_TEXT_.
________________
Manilla in the 1950's-1960's provided this natural growth, a simplicity that enticed an inner belief in ourselves - towards inner spiritual creativity that produced inner freedom. The 1950's and 1960's was also a period of virtual full time employment.  A time where people prospered, when housing was affordable and people could look forward to a future of personal growth.  This is in sharp contrast to today.  Thus a necessity for each person to ask critical questions about their lifestyle, and change to benefit their psychological well-being, and, for future generations in Australia. Life is not about what is 'out there' but rather what is 'in there' - within yourselves.



We didn’t have television, microwave, computer, mobile phones, music players, DVD’s or anything of that nature. Credit (debt) cards were unknown. If you didn't have money to buy something you did without.

 We had one small radio in the lounge room which my parents listened to and didn’t have a telephone until later. I wasn’t allowed to use the telephone as it was only for necessities. We did have one small car and this was protectively looked after. My mother used to make a lot of clothes for me - swimmers, school uniforms etc. She was very creative with her sewing machine. The sewing machine was operated by her feet on a swivel peddle and this used to move the needle up and down in the machine. 

We had to be creative and productive, and also make our own fun from the natural surroundings and with other young persons in the street or further away. The only personal luxury I had was a push bike, the odd presents on birthdays and Christmas and other imaginative created ideas documented on this page.

Without shopping centres, internet or TV, there was no limitless external entertainment distractions like today. We woke up in the morning, looked outside, and we decided what we wanted to create in our day without the external choices of today confusing our brain with unlimited options. 

The push bike was a serious necessity for independence and to travel around Manilla. It had to be bigger than me so I would grow into it. There wasn’t enough money to keep on buying bikes as you grew taller.

I had to keep it clean, oil the chain, fix punctures, adjust brakes and maintain it to a standard so it would operate. If not you didn’t have a bike – and you didn’t want that to happen. It was the bike or you walked. Picture below shows the local picture theatre "The Palais."

Which is one consideration of why we didn’t have a young obesity problem in the 1950's-1960's that is widespread with the young today. We were continually on the move, providing our body with natural feel good endorphins created from within by healthy mind and body activities.


Other provided entertainment in Manilla was the Saturday afternoon Matinee at the local picture theatre, the milk bar, the weir for swimming and as time progressed, sport and the cubs/scouts. Country Manilla - our own utopian lifestyle. 

Basically you couldn’t really afford to buy anything much so you had to make it, or do without it. As one got older it was possible to do the odd lawn mowing job and earn 50c per hour to be able to save up for something you wished to buy.

Many businesses closed 1 hour for lunch, cash registers were not calculators: change was given via a mental calculation and shops closed at 12 noon Saturday for the weekend.

There were no expectations in life. Unfortunately today, over many years of media and social influence, people have been primed to believe there are ‘expectations’ for living today - A need for more materialistic gains and entertainment. During my years in Manilla there were no expectations, which meant we didn’t want for anything – just enjoy what we had or create our own individual specialities in life.
________________
Segmentation data:
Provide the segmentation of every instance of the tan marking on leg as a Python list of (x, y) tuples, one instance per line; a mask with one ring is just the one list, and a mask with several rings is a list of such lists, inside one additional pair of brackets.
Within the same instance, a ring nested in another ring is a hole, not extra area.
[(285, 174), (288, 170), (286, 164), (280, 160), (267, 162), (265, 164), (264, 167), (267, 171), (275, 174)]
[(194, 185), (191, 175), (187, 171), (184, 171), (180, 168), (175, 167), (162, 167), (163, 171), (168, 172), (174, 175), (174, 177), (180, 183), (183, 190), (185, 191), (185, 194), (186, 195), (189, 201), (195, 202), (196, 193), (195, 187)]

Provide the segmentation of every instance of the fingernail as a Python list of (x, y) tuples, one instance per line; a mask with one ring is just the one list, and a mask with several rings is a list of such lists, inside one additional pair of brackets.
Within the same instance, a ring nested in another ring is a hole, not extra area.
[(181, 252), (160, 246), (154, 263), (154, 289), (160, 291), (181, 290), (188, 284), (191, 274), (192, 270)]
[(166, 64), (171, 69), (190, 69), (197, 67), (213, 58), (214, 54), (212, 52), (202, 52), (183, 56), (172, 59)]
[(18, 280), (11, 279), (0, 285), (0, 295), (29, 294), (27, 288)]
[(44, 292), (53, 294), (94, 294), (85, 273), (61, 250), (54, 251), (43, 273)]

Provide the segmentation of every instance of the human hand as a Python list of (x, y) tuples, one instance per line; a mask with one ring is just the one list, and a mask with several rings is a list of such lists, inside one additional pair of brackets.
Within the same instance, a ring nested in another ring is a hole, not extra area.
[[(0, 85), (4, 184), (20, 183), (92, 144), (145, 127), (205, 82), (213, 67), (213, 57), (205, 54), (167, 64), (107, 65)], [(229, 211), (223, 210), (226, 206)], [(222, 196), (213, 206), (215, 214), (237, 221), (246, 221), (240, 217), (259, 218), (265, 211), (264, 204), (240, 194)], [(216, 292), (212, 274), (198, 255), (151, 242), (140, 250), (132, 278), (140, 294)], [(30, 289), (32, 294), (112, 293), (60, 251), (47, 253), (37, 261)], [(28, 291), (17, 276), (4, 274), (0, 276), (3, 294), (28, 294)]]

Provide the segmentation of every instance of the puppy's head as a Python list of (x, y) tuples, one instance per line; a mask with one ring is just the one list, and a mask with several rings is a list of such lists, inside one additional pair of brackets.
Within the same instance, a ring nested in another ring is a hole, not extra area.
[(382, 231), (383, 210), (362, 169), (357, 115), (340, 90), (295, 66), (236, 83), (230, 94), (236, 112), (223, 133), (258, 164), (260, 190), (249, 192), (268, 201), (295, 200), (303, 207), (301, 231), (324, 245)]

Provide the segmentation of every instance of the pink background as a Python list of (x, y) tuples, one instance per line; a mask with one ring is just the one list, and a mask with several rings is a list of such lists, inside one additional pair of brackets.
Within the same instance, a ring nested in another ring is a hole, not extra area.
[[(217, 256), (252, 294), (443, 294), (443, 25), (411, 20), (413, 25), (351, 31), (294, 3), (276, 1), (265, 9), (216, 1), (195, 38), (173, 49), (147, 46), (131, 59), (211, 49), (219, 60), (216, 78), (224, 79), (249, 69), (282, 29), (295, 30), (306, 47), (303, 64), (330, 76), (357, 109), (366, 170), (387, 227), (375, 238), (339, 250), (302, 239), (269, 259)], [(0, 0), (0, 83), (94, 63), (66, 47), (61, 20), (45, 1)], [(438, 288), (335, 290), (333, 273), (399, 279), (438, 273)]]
________________
_THE TASKS_.
1/ According to the Manilla text, at what time did shops close on Saturday for the weekend?
2/ Resume the Manilla text after its final sentence.
The records were taken from a separate source.

_RESPONSE LIST_.
1/ They closed at 12 noon.

2/
We first lived on a farm called Hillside, outside of Manilla, with relatives, where we used to catch the bus to school each day. As a young fella that was pretty scary. After staying there for a little while to ascertain what the possibilities were in town, we then moved into a single garage in South Manilla in the area known as Southbrook.

In the middle of the garage hung a blanket where my parents slept on the other side. These were basic amenities with no fridge or sewage and I don’t think we had electricity either.  We did spend one Christmas there and even though money was short my parents did buy presents for their children.

During this time in the single garage, we were not familiar with the wildlife in Australia.  I remember walking down the street to go home from school, and this particular magpie kept swooping down on me – scared the life out of me! We now know, it was the breeding season and it happens each year. My father didn’t know that and thought it was a rogue bird and needed fixing.  So he borrowed a gun from a friend, waited until the bird had rested on the roof of the house over the road, took aim and shot it.  Looking back now I thought if he missed, it would put a hole in the roof but he was a good shot. It certainly fixed my problem with the magpie.

Eventually we bought a block of land in River Street, set up a small caravan on the land, and lived in the caravan until the house was built. How we managed there I don’t know. In those days caravans didn’t have showers or toilets so we must have used the neighbour’s bathrooms to keep clean. You just had to make do with whatever was possible.


Building a Home in the 1950's-1960s versus today.

Our house was built and was small by today’s standards, yet in the 1950’s-60’s houses were affordable. The repayments on a home loan were only 25% of the weekly salary. And where houses cost approx. 3 times the yearly salary. This would mean today, if you earn the average of $70,000 pa the house and land price should be $210,000. During this time one wage earner could afford the repayments of a home loan.

 To be on the same prosperity field as the 1950's-1960's requires weekly earnings today of $1800.00 for a $300,000 home and $2,400 per week for a $400,000 home. In addition savings for a deposit, and costs, need to be $40,000-$50,000

These financial living standards today are unacceptable. The financial establishment is promoting mythical delusions where financial profits take precedence over personal well-being. There is no balance between economic stability and well-being. Change is necessary, otherwise the future for generations to come will not have prosperity, well-being and peace of mind.

It should be remembered that the most basic needs for humans is housing and food. And both are unaffordable within the current economic climate.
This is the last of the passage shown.